Brief ->
Retype exactly the lines from the line with "Target: bowl rim" to the end of the data, keeping both boundary lines.

Working data ->
- - - -

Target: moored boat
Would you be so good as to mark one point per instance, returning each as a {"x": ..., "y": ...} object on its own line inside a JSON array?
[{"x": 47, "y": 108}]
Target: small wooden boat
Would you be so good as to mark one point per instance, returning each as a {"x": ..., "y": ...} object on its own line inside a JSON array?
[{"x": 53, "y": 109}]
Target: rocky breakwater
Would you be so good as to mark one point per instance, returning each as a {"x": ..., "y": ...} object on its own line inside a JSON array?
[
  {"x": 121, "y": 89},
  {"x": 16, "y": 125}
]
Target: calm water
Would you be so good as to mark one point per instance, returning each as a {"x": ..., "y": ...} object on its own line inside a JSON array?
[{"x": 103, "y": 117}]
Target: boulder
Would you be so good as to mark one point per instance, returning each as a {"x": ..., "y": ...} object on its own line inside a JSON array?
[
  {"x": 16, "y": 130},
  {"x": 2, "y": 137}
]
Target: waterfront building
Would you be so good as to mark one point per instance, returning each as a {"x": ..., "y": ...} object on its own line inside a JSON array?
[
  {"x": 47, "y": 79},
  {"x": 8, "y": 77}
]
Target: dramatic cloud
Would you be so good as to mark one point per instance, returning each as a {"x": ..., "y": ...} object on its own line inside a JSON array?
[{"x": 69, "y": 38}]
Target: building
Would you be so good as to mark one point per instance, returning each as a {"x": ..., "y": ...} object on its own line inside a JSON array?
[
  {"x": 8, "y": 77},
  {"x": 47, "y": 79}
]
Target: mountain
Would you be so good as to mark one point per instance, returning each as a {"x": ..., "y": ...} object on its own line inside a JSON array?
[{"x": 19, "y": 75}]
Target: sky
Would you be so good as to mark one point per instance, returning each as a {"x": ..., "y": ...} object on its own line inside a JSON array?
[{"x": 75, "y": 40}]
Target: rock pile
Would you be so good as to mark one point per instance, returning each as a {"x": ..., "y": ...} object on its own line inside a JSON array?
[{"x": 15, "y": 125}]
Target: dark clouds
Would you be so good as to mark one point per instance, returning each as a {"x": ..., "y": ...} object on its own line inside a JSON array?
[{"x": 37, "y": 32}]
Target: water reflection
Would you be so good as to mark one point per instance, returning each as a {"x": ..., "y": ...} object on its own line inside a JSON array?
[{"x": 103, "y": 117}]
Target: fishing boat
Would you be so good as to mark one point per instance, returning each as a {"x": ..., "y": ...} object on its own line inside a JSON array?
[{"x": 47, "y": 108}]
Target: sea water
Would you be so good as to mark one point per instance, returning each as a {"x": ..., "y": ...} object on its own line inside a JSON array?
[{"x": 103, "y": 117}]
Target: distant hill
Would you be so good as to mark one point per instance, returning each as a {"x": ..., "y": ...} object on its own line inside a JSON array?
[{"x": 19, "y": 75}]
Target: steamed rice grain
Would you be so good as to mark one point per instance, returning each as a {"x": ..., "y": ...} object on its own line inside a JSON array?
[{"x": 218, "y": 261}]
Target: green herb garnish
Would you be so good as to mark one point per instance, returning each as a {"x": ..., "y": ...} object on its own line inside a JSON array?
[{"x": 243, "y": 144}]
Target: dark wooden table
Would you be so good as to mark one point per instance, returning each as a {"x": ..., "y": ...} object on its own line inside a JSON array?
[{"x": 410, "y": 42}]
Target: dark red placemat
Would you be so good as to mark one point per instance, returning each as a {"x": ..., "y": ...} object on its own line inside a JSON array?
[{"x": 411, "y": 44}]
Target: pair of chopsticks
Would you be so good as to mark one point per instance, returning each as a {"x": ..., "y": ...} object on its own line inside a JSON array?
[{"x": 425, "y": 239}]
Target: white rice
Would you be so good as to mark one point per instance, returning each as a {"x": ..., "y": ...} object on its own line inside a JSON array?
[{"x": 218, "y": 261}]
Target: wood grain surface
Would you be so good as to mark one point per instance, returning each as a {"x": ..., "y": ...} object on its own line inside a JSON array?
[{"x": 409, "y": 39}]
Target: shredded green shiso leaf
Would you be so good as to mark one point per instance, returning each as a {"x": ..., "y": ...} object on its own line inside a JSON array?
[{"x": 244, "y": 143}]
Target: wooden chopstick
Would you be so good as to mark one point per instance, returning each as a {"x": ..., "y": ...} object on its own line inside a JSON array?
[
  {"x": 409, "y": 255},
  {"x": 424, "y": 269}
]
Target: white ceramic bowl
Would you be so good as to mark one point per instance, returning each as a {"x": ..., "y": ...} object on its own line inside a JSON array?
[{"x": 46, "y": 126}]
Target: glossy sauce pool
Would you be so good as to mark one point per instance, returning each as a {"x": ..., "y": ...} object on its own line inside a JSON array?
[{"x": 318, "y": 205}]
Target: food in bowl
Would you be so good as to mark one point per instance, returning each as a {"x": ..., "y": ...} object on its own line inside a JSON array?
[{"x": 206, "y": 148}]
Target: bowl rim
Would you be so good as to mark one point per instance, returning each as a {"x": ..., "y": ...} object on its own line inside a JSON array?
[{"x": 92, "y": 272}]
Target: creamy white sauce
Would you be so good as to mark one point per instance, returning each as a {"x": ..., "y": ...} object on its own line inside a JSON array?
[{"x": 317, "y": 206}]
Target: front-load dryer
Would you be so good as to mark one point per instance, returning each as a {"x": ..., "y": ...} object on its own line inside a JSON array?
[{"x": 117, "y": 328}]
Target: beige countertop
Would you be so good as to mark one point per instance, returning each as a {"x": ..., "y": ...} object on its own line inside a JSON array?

- - - -

Output for this exercise ->
Target: bowl rim
Would you be so good as to mark one point per instance, returning each as a {"x": ..., "y": ...} object on its own line inside a JSON array?
[{"x": 92, "y": 272}]
Target: creamy white sauce
Would you be so good as to mark one point per instance, returning each as a {"x": ..., "y": ...} object on its own line inside a JSON array?
[{"x": 317, "y": 206}]
Target: front-load dryer
Would you be so good as to mark one point per instance, returning each as a {"x": ..., "y": ...} object on its own line inside a JSON array?
[{"x": 117, "y": 328}]
Target: beige countertop
Would you be so good as to mark one point per instance, returning each as a {"x": ..., "y": ...} object on its own line inside a JSON array?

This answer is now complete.